> DATA
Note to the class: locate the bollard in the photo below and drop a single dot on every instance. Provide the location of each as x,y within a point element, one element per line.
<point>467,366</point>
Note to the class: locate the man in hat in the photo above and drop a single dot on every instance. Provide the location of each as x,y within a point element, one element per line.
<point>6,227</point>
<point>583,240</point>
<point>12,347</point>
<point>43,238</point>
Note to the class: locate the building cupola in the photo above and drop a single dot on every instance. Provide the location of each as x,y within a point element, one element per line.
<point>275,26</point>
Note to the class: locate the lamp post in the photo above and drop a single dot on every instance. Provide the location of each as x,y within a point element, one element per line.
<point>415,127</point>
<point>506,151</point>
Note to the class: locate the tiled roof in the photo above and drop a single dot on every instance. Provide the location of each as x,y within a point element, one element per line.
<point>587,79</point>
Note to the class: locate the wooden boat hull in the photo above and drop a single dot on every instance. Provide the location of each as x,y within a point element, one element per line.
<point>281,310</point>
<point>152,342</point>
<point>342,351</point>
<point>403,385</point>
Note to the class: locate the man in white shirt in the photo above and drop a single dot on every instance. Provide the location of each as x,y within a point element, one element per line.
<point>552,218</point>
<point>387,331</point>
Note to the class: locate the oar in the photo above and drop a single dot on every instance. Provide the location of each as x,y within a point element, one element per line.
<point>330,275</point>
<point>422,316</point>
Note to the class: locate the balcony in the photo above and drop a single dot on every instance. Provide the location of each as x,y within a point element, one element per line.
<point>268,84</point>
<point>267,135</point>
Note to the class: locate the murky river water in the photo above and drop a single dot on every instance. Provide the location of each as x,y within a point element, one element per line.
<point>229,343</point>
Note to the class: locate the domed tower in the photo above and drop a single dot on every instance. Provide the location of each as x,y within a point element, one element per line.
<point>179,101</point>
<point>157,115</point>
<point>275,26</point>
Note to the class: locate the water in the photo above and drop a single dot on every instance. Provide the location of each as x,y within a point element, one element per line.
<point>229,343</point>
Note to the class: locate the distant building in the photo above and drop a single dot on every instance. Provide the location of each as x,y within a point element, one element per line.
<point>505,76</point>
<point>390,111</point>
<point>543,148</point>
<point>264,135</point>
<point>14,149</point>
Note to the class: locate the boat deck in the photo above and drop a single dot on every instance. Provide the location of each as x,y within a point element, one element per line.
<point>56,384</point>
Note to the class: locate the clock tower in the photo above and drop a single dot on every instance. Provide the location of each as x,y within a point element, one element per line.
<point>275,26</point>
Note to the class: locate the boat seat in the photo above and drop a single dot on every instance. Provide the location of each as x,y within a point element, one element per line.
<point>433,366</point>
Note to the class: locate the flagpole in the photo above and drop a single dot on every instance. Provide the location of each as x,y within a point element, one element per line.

> WHAT IS REQUIRED
Transcribe the entire listing without a single omission.

> SOLUTION TO THE EXERCISE
Note to the class: locate the bollard in the photo below and drop a single dot on every instance. Provide the location of each as x,y within a point element, one element per line.
<point>467,366</point>
Note to the class: locate the man in hat in the photo above and drop a single dot on every instance. Provide the location of each as x,y within a point element, one element per line.
<point>6,227</point>
<point>583,240</point>
<point>12,347</point>
<point>43,238</point>
Note to the class: locate the building cupola in the photo above and drop a single dot on every instance. Provide the location of each as x,y within a point element, one element per line.
<point>275,26</point>
Note to the class: locate the lamp post in the photo above and drop a single dot on every instance. Provide the location of each as x,y within a point element, one element per line.
<point>415,127</point>
<point>506,151</point>
Note to the class: locate the tiled roof in the photo above and drop a single dot on every instance. Provide the location of each as x,y within a point element, one element per line.
<point>587,79</point>
Note to the class: locate the wooden boat hull in the photo above and drop a single dot on every instance. Provide the location of each as x,y within a point element, one element per line.
<point>281,310</point>
<point>152,342</point>
<point>342,351</point>
<point>403,385</point>
Note to the class: locate the man in white shirt in the photo above and drop a single dot on every instance. Provide the location of each as x,y within a point element, one element per line.
<point>552,218</point>
<point>387,331</point>
Note to the class: locate the oar in the photo above and drop a single dot on every instance. Provide the location of each as x,y within a point element, one element per line.
<point>330,275</point>
<point>422,316</point>
Note to the class: locate the balcony in the photo above and drop a single dot on every instance. Provide the location of each as x,y within a point element, one element per line.
<point>268,84</point>
<point>267,135</point>
Note to the class: locate the murky river water in the photo above and drop a single dot on every instance. Provide the location of each as x,y within a point element, one element per line.
<point>229,343</point>
Note to the class: locate the domed tower in the photo above and drop a single dot on every instance. Provide the location of each as x,y within a point element, one element per line.
<point>179,101</point>
<point>157,115</point>
<point>275,26</point>
Note to the class: locate the water in the photo above and drop a single dot on every instance. Provide the location of each as x,y within a point element, one element per line.
<point>229,343</point>
Note to the class: locate the distant building in the photo above and drop a single dot on every instance. Provide the location of each as x,y within a point element, one element per line.
<point>505,76</point>
<point>390,111</point>
<point>543,148</point>
<point>264,135</point>
<point>14,149</point>
Note to the class: locate the boat deck in the photo above and drop a single dot on every instance. Provide the location of each as x,y within a point element, one element per line.
<point>56,384</point>
Note to the class: locate the clock tower in the photo above and drop a single dot on every instance. Provide the location of each as x,y within a point element, one element per line.
<point>275,26</point>
Note to the class: locate the boat seat in the photo above and drop a single dot on every instance. Provide the location of each as x,y within a point element, one element per line.
<point>433,366</point>
Note to the class: locate the flagpole in the photo above and drop a single dot on every instance. Provide the location of each as x,y within a point element, one element per line.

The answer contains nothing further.